** What to produce **
Of the lines in the data below, count the ones holding the string "light", and answer with that number only.

--- Task inputs ---

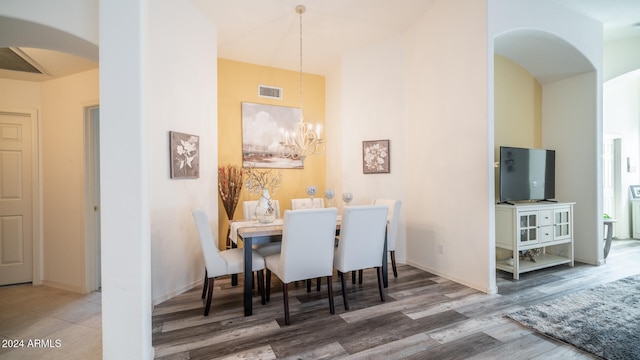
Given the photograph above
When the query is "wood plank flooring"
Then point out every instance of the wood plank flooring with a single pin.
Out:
(424, 317)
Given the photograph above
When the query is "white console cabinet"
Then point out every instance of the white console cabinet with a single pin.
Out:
(525, 226)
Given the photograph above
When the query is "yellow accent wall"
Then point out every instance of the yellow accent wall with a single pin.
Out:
(518, 106)
(518, 109)
(238, 82)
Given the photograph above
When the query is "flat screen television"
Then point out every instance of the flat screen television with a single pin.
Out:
(527, 174)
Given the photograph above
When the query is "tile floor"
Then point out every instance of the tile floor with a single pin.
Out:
(40, 322)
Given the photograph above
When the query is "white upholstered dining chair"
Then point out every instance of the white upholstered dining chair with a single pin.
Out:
(308, 238)
(219, 263)
(249, 213)
(361, 244)
(307, 203)
(392, 227)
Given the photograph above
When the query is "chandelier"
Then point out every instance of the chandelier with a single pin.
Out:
(305, 138)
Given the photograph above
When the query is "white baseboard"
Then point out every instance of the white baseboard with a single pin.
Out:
(57, 285)
(176, 292)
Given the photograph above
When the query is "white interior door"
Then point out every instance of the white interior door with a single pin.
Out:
(92, 196)
(16, 198)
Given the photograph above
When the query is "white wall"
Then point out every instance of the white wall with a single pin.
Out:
(19, 94)
(188, 105)
(621, 114)
(620, 57)
(146, 218)
(449, 170)
(63, 177)
(373, 109)
(571, 113)
(124, 176)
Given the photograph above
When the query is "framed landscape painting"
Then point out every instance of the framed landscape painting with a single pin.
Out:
(263, 131)
(375, 157)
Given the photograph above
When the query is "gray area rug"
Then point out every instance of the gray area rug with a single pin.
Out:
(604, 320)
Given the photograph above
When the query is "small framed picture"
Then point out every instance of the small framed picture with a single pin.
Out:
(185, 155)
(375, 157)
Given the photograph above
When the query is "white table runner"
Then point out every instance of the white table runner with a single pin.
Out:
(236, 225)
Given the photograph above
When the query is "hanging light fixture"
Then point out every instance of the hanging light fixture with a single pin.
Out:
(305, 139)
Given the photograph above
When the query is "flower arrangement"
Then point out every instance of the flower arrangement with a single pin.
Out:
(229, 187)
(258, 180)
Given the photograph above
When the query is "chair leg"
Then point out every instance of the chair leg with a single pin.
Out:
(268, 287)
(285, 294)
(209, 296)
(344, 291)
(393, 263)
(206, 281)
(332, 307)
(260, 275)
(379, 268)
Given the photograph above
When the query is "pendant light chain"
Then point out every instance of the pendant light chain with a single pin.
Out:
(300, 9)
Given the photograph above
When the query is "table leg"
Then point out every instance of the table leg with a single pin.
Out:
(248, 276)
(385, 265)
(234, 277)
(607, 244)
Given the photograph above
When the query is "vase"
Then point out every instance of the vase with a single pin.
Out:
(265, 211)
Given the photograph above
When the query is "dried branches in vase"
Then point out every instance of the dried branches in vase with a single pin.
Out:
(259, 180)
(229, 186)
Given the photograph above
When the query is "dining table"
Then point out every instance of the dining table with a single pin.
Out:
(251, 232)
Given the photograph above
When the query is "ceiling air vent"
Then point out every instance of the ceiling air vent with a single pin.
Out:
(270, 92)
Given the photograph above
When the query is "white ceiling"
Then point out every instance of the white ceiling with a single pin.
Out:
(266, 32)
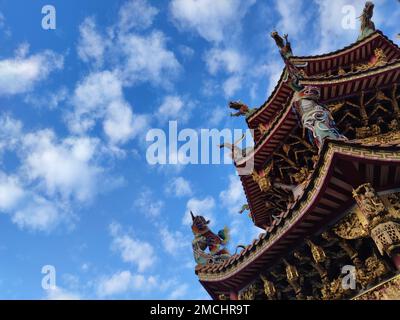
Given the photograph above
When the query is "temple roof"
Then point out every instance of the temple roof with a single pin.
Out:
(342, 166)
(332, 88)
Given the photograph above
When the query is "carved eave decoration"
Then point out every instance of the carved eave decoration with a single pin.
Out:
(372, 160)
(347, 58)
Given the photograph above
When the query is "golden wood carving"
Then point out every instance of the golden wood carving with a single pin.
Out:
(350, 228)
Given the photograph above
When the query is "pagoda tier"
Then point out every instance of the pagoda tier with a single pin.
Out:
(325, 185)
(331, 64)
(356, 106)
(342, 166)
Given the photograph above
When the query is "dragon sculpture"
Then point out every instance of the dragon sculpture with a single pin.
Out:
(241, 108)
(367, 25)
(285, 48)
(313, 116)
(205, 239)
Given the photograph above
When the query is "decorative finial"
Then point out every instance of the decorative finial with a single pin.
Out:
(367, 25)
(285, 48)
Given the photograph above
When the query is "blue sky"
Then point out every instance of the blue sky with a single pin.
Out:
(76, 191)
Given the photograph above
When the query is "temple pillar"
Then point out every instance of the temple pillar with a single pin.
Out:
(382, 228)
(293, 278)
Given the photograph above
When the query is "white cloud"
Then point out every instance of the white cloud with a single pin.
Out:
(20, 74)
(27, 209)
(125, 282)
(137, 252)
(61, 294)
(100, 97)
(50, 100)
(136, 14)
(212, 20)
(174, 108)
(146, 58)
(201, 207)
(10, 132)
(227, 60)
(91, 44)
(62, 167)
(179, 187)
(38, 214)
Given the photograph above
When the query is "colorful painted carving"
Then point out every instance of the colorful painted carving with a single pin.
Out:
(205, 239)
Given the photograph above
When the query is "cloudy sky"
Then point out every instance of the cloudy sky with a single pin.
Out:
(76, 191)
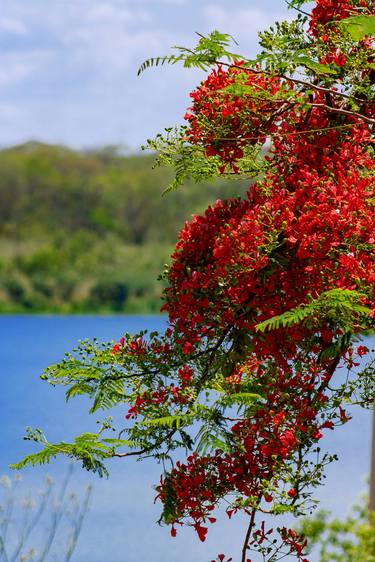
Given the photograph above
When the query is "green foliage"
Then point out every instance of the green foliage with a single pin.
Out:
(359, 27)
(90, 231)
(190, 162)
(341, 307)
(208, 50)
(88, 448)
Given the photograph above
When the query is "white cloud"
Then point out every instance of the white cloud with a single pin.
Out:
(16, 67)
(243, 24)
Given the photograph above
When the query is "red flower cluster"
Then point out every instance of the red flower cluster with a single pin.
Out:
(233, 109)
(327, 11)
(308, 226)
(286, 418)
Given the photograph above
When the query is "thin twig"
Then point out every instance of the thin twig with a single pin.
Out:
(247, 536)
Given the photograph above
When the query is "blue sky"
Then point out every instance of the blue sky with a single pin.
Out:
(68, 67)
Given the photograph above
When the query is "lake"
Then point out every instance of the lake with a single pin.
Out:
(120, 526)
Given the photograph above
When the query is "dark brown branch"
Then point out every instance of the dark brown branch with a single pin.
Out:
(247, 536)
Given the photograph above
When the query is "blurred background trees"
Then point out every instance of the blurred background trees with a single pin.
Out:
(89, 231)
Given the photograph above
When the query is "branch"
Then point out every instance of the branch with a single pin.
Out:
(293, 80)
(247, 537)
(344, 112)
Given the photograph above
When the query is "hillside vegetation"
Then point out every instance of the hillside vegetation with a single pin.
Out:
(89, 231)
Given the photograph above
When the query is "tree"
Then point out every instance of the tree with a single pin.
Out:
(30, 524)
(267, 295)
(351, 539)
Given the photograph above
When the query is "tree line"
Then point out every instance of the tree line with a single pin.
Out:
(89, 231)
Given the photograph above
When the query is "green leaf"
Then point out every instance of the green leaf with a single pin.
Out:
(359, 27)
(315, 66)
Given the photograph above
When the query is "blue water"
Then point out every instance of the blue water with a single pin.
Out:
(120, 526)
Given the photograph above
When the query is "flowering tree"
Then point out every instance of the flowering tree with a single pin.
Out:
(266, 295)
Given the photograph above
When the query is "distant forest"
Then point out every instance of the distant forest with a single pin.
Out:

---

** Written solution **
4